The latest Muslim plot to threaten the BRITISH way of life is hiding in restaurants and supermarkets.
Genuine BRITISH things like pizza and Kentucky Fried Chicken might contain Halal meat.
In case the coding of the press hasn’t worked, Halal is Arabic for permissible. Halal food is that which adheres to Islamic law.
The Islamic form of slaughtering animals or poultry, dhabiha, involves killing through a cut to the jugular vein, carotid artery and windpipe.
Animals must be alive and healthy at the time of slaughter. During the process, a Muslim will recite a dedication.
The Daily Mail added that Subway didn’t have bacon on offer in ALL its stores. It barked, “Subway removes ham and bacon from nearly 200 stores and offers halal meat only after ‘strong demand’ from Muslims”.

Record excerpts:
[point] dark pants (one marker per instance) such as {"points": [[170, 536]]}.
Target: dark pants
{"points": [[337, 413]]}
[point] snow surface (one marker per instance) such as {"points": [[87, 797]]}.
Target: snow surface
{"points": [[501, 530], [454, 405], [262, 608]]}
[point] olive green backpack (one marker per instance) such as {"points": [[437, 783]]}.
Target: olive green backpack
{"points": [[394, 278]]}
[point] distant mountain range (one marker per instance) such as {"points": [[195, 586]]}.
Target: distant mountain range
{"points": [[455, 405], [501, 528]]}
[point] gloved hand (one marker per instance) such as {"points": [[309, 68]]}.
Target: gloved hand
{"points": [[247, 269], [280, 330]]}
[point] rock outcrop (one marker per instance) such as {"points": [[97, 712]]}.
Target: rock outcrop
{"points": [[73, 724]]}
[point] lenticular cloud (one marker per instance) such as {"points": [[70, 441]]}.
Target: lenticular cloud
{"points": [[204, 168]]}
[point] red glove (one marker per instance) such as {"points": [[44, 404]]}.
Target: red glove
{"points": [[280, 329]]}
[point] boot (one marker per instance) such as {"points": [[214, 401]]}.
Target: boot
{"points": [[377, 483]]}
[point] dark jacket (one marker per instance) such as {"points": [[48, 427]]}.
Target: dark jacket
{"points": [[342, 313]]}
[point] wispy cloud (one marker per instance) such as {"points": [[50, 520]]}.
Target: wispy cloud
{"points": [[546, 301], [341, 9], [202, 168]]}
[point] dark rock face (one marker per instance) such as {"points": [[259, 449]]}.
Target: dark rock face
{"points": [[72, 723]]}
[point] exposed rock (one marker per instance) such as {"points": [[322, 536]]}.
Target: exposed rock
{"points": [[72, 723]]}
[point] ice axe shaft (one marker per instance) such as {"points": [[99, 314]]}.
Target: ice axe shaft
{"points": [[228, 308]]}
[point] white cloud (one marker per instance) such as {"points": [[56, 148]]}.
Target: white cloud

Stated problem A:
Answer these questions from the passage on halal meat:
(i) What does the Arabic word Halal mean?
(ii) What is the Islamic form of slaughtering animals or poultry called?
(iii) According to the Daily Mail quote, from how many stores did Subway remove ham and bacon?
Stated problem B:
Continue the passage on halal meat from its last sentence.
The material has no connection to the text.

Task result A:
(i) Permissible.
(ii) Dhabiha.
(iii) Nearly 200.

Task result B:
Troublemaker has eaten the odd bacon sandwich, but we wouldn’t make it compulsory. The Sun helpfully explained “Halal chickens must be alive when they are slaughtered.”
Which shows the dark heart of halal, because a good Christian or secular chicken presumably isn’t slaughtered til after it is dead.
In a good CHRISTIAN or SECULAR slaughterhouse chickens are hung upside down by their legs on metal shackles.
They move along a conveyor belt. When the bird’s head makes contact with water, an electrical circuit shocks it.
The conveyor belt then moves on to a mechanical neck cutter. When that doesn’t work, it is done by hand.
That this foul campaign has gone from Nazi Facebook pages to the front of the papers is a warning about where racist politics is
heading. Restaurants and supermarkets do a rotten job when it comes to informing us about what’s in food.
But this campaign is racism that doesn’t even pretend to hide its bigotry. Annoy a racist—eat Halal food.
David Cameron is giving MPs a 19-day break. MPs were set to pack their bags on Thursday—less than a month after having a two-week holiday.
They are shutting up shop a week early and come back on 4 June.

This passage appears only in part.